任务
下面有一段关于 Bagging 算法的摘录。请按出现顺序，列出该摘录正文中全角括号“（）”里的全部文字。

提供的摘录
:::

6.2 自举集成：Bagging 算法-Python机器学习——预测分析核心算法在线阅读

语速1.0: 2.0

进度0:

6.2 自举集成：Bagging 算法

自举集成（bootstrap aggregation 即 Bagging 算法）是由 Leo Breiman 提出的。该方法是从选取一个基学习器开始的，本书使用二元决策树作为基学习器。随着对此方法介绍的深入，可以看到其他机器学习算法也可以作为基学习器。二元决策树是合乎逻辑地选择，因为它可以对具有复杂决策边界的问题建模，但二元决策树性能表现很不稳定。这种不稳定性可以通过组合多个基于决策树的模型来克服。

6.2.1 Bagging 算法是如何工作的

自举集成算法使用叫作自举（bootstrap）的取样方法。自举取样通常用来从一个中等规模的数据集中产生取样统计。一个（非参）自举取样是从数据集放回式地随机选择元素（也就是说，自举取样可能会重复取出原始数据中的同一行数据）。自举集成从训练数据集中获得一系列的自举样本，然后针对每一个自举样本训练一个基学习器。对于回归问题，结果为基学习器的均值。对于分类问题，结果是从不同类别所占的百分比引申出来的各种类别的概率或均值。代码清单 6-4 展示了对本章开始介绍的合成数据问题如何应用Bagging 算法。

:::

数据集部分

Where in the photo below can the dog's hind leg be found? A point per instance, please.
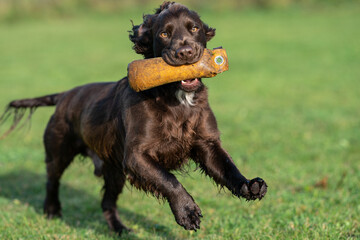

:::

练习输出
1. bootstrap aggregation 即 Bagging 算法
2. bootstrap
3. 非参
4. 也就是说，自举取样可能会重复取出原始数据中的同一行数据